▸ Document extract
• • • • • • •
An incredible new study claims that smoking combined with performing oral sex can significantly raise the cancer risk for men.
A rather amazing new study is claiming that smoking combined with oral sex may prove to be a very risky combination, raising a man’s risk for cancer down the road. Mainly, scientists say that transmission of oral strains of the human papillomavirus, which has been known to cause cancer, is to blame for the increased risk.
Men who smoke and have five or more partners that they’ve had oral sex with have the most risk of developing oropharyngeal cancer, which affects the head and neck. The rate of HPV infection orally has been rising among white men, particularly in the 50s and 60s.
However, the risk of oral HPV causing cancer is pretty low among most groups, but it does appear to raise your risk. A study found that 11 million American men have been infected with oral HP, or about one in nine men between 18 and 69 years of age. A lot of that has to do with the loosening of sex attitudes in the 1960s and 70s.
“Men who smoke and have five or more partners with whom they perform oral sex have the highest risk of developing a type of head and neck cancer that is triggered by exposure to the human papilloma virus – known as HPV-related oropharyngeal cancer – according to research published in the leading cancer journal Annals of Oncology  today (Friday),” reads the statement from the European Society for Medical Oncology. “However, the study found that only 0.7% of men will ever develop oropharyngeal cancer in their lifetimes. The risk was much lower among women, anyone who did not smoke, and people who had less than five oral sex partners in their lifetimes.”
• • • • • • •
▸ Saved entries
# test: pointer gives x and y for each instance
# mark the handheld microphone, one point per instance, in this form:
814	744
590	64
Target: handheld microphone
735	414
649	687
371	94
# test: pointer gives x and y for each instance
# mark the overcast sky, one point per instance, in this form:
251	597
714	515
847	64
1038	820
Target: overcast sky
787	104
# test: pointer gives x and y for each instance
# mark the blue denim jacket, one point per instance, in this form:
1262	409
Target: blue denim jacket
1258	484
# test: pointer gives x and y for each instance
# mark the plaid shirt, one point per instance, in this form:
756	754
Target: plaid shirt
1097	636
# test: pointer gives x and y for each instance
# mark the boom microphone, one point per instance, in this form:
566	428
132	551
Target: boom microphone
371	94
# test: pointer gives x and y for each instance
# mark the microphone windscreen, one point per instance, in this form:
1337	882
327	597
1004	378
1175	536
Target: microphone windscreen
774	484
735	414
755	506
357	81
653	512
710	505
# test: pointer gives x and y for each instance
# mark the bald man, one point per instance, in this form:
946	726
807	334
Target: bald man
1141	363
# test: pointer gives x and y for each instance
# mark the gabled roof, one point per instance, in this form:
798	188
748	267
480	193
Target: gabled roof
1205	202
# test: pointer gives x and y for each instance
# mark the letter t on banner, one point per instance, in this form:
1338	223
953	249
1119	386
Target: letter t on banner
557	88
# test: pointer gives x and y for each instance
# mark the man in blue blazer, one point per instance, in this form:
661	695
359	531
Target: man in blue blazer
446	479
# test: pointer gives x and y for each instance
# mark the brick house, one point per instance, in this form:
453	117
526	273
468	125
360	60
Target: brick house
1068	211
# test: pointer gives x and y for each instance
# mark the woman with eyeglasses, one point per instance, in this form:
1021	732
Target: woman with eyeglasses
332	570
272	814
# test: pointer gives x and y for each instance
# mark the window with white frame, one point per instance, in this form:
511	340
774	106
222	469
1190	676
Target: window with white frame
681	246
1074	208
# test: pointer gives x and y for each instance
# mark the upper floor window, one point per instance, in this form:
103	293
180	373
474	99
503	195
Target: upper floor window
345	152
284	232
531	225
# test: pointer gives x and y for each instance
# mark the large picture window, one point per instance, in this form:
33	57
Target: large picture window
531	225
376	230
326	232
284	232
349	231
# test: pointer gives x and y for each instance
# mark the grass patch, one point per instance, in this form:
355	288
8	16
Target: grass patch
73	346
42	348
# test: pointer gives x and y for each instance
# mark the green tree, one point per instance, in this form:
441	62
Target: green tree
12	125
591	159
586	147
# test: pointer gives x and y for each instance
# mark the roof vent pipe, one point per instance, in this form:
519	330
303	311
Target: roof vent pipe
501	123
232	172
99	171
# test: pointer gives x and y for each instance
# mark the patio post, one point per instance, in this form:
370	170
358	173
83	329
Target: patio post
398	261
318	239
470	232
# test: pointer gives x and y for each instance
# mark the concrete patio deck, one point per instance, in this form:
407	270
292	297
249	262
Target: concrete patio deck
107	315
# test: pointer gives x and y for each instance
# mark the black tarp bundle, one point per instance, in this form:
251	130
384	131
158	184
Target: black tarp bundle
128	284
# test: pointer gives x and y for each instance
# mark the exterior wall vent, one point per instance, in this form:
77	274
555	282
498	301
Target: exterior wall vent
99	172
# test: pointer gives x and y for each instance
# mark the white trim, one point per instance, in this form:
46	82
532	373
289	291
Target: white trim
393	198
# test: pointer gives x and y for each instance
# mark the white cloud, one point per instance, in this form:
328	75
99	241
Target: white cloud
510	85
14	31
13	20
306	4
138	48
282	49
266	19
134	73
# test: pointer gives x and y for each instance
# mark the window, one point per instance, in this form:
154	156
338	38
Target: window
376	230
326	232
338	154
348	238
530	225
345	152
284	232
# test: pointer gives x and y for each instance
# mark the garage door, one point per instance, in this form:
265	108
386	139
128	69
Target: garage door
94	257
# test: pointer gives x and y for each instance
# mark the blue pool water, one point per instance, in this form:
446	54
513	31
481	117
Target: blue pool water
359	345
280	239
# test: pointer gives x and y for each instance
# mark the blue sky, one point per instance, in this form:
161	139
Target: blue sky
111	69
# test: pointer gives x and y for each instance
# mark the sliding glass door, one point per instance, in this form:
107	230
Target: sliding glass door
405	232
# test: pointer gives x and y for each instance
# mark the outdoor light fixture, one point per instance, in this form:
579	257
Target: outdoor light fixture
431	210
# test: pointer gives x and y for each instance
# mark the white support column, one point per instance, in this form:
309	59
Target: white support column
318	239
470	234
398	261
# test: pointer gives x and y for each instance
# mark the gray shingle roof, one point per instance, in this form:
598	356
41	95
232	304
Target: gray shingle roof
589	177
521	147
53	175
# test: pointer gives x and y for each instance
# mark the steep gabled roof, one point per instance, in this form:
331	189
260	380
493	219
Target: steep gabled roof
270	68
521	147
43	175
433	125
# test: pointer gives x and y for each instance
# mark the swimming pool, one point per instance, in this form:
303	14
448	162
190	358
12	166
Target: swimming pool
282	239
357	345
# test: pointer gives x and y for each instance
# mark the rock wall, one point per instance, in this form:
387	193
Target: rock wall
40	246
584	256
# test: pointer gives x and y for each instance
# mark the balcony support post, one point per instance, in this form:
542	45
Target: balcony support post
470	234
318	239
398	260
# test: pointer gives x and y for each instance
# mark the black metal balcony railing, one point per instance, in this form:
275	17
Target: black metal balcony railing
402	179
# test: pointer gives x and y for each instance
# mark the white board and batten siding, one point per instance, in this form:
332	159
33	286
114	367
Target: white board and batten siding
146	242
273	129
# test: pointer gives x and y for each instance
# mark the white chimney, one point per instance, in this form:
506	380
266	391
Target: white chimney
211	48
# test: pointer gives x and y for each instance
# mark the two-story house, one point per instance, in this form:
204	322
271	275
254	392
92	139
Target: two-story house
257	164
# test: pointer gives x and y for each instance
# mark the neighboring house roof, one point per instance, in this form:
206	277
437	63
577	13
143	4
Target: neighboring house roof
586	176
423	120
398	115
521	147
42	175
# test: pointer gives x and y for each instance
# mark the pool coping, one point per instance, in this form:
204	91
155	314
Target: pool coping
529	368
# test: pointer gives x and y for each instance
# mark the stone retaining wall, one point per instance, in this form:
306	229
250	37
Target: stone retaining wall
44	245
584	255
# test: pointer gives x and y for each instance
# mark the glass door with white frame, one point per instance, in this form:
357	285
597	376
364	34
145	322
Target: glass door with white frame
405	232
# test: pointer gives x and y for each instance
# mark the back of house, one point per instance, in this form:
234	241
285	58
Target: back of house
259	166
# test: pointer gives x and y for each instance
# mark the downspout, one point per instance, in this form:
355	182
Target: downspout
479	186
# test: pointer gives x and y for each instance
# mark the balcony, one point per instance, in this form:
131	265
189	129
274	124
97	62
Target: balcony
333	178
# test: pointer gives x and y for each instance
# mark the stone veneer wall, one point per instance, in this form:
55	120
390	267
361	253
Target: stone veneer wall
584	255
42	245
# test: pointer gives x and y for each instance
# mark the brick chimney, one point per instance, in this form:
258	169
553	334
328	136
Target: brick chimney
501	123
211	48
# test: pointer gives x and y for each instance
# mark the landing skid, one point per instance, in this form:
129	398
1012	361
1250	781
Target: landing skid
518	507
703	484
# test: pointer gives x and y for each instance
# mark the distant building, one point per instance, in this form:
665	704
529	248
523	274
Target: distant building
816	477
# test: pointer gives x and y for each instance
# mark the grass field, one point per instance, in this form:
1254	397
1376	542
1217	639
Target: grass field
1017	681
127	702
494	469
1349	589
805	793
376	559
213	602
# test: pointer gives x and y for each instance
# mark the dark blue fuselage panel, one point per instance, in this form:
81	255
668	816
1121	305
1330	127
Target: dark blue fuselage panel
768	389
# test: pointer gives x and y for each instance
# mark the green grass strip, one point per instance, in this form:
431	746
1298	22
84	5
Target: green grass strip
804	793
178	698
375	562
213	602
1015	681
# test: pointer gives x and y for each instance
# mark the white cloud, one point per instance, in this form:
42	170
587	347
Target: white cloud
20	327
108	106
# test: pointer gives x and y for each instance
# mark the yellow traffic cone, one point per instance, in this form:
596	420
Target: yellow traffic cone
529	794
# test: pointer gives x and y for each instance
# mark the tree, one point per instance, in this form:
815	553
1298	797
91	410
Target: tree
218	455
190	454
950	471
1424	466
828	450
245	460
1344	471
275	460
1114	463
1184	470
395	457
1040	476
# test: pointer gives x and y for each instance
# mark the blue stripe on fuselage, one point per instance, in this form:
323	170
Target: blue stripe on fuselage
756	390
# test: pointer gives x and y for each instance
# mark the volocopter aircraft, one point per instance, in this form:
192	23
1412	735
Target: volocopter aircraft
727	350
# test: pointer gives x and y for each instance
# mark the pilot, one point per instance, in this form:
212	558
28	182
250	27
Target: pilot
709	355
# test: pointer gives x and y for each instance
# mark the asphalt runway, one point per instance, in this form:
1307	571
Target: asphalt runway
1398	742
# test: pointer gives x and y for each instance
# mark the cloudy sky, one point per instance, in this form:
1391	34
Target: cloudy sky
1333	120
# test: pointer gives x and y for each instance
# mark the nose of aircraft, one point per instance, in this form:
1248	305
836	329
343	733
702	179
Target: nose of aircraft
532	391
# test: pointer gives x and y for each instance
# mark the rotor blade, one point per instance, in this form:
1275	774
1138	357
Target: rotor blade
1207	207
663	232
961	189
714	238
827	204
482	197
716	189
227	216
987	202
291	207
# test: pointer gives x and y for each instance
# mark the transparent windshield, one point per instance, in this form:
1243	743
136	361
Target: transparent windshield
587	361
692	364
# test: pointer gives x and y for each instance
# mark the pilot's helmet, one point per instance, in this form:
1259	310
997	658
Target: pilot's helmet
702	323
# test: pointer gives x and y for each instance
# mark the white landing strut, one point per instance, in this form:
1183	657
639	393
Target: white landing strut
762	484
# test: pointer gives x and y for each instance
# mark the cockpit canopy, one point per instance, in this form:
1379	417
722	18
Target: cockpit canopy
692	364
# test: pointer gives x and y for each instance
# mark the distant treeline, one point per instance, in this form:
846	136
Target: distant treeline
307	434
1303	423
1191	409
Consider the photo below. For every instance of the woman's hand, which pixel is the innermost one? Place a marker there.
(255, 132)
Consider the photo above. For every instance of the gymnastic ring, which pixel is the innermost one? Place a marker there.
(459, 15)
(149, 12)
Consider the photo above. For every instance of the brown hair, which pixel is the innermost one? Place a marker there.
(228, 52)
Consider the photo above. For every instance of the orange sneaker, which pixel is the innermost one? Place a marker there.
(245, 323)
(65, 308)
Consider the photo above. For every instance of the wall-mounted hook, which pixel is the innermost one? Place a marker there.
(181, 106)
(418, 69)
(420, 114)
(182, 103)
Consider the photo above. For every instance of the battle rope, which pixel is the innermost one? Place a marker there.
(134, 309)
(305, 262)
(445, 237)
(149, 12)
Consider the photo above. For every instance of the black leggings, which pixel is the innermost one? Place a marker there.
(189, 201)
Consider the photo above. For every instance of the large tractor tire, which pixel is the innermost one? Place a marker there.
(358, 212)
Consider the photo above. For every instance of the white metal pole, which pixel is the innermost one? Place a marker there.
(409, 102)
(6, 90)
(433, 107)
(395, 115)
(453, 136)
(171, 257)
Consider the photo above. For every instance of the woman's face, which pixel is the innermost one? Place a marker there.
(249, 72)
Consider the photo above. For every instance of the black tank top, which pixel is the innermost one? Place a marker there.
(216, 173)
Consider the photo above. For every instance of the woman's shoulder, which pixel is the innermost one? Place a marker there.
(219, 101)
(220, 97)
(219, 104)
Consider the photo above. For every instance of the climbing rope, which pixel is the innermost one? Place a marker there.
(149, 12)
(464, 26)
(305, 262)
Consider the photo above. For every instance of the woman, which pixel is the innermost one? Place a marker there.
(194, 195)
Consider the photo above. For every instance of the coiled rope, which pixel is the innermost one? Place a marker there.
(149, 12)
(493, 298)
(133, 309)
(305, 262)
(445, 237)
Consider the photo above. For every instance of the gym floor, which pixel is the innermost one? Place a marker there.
• • • • • • •
▸ Tasks and exercises
(a) According to the article on smoking, oral sex and cancer risk, what percentage of men will ever develop oropharyngeal cancer in their lifetimes?
(b) Summarize the article on smoking, oral sex and cancer risk in two sentences.

▸ Outputs by task
(a) 0.7% of men.

(b) A new study finds that men who smoke and have had five or more oral sex partners have the highest risk of developing HPV-related oropharyngeal cancer, which affects the head and neck, with transmission of oral strains of the human papillomavirus blamed for the increased risk. However, only 0.7% of men will ever develop this cancer, and the risk was much lower among women, nonsmokers and people with fewer than five oral sex partners.